:: WHAT IS ASKED ::
1. From the article on Ryan Lochte, copy the passage that begins at the words "What Happened to Ryan Lochte?" and ends after the words "the Tokyo Olympics?".
2. List every city that the Ryan Lochte article names as a place where Lochte competed for the U.S. at the Olympics, with the year given for each.

:: EXCERPTED TEXT ::

What Happened to Ryan Lochte? Here’s Why You Won’t See Him at the Tokyo Olympics

For the last several Olympics, swimmer Ryan Lochte has been a name on the minds of American sports fans. This has been for reasons both good and bad. But say what you want about Lochte — for whatever reason, he was always a figure who seemed to capture the public’s imagination in a way many other athletes haven’t been able to. Which is why some have likely wondered: What happened to Ryan Lochte, and why isn’t he swimming at the Tokyo Olympics?

Swimming fans may miss this familiar face during the Tokyo Olympics

Ryan Lochte swimming
Ryan Lochte at “Swim For Relief” Benefiting Hurricane Sandy Recovery. | Slaven Vlasic/Getty Images

Lochte’s international swimming career reveals quite a long list of achievements. According to Britannica, he’s won 12 medals overall with six gold medals. He competed for the U.S. in 2004 in Athens, 2008 in Beijing, 2012 in London, and in 2016 in Rio. He’s regarded as the second most-decorated American swimmer in terms of Olympic medals, behind only Michael Phelps. 

At the 2016 Rio Summer Games, Lochte gained attention for a negative reason. According to USA Today, Lochte and several other American swimmers claimed to have been robbed at gunpoint in Rio, only for video evidence to prove that a drunk Lochte and friends had damaged a gas station men’s room. The incident brought significant shame to the U.S., as two of the swimmers were detained. Five years after the event, all charges were dropped.

:: GIVEN DATA ::
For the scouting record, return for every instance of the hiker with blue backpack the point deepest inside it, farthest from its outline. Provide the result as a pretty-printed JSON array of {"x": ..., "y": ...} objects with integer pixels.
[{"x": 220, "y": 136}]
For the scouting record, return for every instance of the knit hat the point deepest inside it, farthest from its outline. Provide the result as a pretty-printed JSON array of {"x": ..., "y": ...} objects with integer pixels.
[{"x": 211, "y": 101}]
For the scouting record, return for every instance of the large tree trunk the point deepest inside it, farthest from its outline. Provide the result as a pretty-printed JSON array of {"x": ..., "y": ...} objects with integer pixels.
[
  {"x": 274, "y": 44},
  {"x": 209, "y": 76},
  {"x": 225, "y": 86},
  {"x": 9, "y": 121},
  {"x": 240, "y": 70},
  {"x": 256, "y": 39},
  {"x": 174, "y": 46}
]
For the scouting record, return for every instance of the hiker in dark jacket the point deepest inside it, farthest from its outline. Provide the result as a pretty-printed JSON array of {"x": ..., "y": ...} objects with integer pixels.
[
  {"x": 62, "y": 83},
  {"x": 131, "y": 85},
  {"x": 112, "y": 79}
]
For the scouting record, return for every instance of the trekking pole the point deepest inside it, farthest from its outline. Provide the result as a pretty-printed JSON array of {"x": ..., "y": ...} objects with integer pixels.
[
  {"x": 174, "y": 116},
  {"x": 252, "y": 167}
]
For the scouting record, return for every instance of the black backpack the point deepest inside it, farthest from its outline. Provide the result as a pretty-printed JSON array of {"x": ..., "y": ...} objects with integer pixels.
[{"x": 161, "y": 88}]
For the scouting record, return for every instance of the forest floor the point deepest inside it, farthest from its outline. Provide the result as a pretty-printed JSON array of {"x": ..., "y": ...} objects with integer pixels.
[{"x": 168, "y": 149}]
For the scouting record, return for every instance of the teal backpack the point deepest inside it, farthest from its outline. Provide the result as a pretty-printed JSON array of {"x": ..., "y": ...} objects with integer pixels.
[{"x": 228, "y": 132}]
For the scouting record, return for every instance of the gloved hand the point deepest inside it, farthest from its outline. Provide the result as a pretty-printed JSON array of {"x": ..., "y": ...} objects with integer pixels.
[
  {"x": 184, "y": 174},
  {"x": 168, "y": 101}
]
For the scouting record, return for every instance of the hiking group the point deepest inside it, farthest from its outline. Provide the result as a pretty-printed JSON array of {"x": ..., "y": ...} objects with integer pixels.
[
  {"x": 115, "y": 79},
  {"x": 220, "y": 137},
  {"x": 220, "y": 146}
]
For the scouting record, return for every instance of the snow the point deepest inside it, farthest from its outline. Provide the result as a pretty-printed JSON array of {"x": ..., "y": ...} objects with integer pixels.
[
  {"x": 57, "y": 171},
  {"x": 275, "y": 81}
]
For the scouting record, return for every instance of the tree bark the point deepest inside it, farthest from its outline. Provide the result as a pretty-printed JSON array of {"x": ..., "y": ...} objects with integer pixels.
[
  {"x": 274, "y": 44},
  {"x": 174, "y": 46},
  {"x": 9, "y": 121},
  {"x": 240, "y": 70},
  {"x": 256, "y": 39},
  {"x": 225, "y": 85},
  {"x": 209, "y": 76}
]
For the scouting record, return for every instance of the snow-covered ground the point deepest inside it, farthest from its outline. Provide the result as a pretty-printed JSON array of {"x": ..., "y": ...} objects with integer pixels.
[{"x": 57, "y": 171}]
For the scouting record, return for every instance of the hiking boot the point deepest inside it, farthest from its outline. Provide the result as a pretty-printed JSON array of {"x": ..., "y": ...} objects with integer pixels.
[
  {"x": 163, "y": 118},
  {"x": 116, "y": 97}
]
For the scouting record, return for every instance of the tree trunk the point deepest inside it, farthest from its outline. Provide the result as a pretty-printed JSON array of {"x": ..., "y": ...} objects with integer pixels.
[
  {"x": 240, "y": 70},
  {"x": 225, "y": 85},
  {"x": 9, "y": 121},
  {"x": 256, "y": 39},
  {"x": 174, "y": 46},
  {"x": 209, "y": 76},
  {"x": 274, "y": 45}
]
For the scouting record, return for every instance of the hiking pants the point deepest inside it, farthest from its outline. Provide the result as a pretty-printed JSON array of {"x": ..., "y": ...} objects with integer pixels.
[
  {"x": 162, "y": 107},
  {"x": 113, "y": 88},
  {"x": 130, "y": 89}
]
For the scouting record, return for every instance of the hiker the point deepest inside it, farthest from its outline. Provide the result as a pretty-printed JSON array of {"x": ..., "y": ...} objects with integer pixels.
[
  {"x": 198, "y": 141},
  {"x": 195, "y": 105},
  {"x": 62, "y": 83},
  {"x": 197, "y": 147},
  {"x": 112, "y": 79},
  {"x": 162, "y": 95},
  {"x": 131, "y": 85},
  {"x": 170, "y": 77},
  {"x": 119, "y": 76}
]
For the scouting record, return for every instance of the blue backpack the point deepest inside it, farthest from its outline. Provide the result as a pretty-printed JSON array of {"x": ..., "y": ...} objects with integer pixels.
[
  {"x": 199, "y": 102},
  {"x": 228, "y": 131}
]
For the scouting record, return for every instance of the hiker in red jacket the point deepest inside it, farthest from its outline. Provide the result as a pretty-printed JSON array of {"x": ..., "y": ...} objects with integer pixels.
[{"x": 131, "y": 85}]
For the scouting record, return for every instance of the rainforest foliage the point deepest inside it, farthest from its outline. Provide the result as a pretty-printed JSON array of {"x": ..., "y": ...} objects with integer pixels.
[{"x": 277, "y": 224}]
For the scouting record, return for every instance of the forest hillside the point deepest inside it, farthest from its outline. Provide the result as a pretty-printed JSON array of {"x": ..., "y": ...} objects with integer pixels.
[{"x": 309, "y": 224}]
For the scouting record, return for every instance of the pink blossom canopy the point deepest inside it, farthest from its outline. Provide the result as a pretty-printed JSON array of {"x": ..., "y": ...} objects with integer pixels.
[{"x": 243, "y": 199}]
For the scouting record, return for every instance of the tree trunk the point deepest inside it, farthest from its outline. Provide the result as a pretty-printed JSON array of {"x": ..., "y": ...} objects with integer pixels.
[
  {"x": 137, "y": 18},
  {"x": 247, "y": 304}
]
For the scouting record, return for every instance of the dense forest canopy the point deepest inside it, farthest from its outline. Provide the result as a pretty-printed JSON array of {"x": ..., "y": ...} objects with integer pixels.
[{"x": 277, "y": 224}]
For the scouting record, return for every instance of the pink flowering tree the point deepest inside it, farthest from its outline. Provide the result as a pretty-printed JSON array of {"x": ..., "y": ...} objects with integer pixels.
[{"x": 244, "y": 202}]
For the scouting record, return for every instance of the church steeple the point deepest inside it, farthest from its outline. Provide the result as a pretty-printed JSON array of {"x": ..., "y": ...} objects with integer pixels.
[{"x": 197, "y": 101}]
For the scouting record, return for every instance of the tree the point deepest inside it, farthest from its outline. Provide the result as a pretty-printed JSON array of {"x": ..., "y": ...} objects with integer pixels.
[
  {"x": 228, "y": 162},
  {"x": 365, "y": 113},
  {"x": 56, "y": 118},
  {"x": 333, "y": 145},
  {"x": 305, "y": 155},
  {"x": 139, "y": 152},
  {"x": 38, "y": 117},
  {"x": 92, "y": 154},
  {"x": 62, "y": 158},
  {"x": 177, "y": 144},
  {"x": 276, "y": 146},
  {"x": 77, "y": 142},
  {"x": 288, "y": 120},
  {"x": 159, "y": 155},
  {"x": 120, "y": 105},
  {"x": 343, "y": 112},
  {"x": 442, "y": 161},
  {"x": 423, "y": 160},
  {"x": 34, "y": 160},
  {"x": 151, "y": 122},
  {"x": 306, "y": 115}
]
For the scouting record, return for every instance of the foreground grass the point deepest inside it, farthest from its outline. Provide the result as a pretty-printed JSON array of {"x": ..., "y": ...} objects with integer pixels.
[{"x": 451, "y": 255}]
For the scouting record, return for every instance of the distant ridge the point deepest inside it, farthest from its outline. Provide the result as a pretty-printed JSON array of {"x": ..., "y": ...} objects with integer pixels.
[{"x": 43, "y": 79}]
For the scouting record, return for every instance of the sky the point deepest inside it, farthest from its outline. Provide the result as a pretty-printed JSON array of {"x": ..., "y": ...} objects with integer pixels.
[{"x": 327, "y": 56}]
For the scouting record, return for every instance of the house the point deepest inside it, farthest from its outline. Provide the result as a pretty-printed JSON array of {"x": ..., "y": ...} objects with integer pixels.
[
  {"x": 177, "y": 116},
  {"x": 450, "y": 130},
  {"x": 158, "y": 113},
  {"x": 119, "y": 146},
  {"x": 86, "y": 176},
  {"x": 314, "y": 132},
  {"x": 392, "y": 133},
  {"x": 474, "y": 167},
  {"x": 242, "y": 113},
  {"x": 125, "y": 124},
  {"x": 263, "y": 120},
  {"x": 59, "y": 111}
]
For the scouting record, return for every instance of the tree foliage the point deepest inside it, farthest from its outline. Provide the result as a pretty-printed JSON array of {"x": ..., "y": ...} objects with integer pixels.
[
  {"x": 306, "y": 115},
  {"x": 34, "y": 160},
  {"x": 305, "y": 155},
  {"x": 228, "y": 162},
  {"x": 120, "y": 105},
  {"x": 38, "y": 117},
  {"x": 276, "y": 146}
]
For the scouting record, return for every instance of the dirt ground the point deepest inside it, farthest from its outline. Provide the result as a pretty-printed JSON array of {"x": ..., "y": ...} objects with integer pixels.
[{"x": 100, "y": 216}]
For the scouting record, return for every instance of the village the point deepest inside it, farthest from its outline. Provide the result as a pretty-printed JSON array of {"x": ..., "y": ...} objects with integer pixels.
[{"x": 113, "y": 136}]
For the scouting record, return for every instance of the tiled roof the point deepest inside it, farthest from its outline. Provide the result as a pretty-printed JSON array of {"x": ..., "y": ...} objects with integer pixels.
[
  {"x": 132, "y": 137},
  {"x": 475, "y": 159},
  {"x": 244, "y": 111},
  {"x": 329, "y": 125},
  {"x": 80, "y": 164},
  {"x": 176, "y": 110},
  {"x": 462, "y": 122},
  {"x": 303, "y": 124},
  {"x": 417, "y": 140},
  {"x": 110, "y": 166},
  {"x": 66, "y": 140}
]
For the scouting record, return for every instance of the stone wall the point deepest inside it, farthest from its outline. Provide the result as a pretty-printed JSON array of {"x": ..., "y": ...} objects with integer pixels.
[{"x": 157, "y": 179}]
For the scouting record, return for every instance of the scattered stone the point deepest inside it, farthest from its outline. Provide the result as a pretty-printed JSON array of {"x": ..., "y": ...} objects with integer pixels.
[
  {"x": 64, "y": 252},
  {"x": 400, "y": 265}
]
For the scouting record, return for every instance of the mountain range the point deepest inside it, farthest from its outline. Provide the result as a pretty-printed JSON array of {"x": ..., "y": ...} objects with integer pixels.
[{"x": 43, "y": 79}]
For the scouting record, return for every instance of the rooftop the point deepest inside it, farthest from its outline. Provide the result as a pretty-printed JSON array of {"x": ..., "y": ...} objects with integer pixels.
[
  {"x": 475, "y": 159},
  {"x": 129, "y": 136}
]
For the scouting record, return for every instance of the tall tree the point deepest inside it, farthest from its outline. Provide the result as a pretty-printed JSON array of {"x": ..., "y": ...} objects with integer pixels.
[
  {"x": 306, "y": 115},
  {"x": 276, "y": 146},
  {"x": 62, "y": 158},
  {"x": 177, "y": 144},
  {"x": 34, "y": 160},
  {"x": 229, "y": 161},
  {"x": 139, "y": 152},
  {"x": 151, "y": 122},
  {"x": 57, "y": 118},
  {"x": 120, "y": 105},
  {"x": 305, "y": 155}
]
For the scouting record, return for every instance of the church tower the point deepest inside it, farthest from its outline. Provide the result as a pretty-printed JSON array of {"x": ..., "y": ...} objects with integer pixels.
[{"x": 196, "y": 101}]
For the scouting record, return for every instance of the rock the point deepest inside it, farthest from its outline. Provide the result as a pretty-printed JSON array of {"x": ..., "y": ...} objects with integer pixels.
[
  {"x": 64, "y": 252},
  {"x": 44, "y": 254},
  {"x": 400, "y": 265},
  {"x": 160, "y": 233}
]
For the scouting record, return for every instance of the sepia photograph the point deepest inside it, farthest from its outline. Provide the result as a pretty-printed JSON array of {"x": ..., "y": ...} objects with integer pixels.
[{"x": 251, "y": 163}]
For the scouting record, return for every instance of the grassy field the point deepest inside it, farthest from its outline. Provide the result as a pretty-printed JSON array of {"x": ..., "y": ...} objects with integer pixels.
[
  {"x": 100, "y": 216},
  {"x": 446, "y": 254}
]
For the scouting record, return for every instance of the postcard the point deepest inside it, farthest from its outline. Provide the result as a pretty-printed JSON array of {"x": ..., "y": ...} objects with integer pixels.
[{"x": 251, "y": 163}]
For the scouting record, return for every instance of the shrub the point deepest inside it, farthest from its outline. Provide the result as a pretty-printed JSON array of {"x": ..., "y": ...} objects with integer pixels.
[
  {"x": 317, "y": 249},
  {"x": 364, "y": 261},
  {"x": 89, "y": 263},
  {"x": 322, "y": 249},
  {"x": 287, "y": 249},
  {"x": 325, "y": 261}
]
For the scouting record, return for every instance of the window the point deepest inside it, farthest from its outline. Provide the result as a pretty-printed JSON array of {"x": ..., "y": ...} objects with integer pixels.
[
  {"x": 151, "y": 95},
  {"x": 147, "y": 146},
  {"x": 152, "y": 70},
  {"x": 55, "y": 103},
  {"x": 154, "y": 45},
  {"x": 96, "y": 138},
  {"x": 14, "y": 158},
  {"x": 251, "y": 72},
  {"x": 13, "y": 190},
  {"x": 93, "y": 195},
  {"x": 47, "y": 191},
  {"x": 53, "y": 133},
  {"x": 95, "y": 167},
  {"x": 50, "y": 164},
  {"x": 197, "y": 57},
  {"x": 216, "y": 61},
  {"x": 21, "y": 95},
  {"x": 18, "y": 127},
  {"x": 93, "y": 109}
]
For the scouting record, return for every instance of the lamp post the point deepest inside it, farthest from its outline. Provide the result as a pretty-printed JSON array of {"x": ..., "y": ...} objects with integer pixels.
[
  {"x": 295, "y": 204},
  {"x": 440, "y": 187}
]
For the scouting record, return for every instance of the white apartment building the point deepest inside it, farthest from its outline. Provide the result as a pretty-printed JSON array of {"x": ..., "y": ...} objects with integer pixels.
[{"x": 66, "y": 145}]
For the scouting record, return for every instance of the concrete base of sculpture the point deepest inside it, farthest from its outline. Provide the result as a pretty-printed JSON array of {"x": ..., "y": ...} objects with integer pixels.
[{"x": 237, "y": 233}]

:: THE SOLUTIONS ::
1.
What Happened to Ryan Lochte? Here’s Why You Won’t See Him at the Tokyo Olympics

For the last several Olympics, swimmer Ryan Lochte has been a name on the minds of American sports fans. This has been for reasons both good and bad. But say what you want about Lochte — for whatever reason, he was always a figure who seemed to capture the public’s imagination in a way many other athletes haven’t been able to. Which is why some have likely wondered: What happened to Ryan Lochte, and why isn’t he swimming at the Tokyo Olympics?

2.
- Athens, 2004
- Beijing, 2008
- London, 2012
- Rio, 2016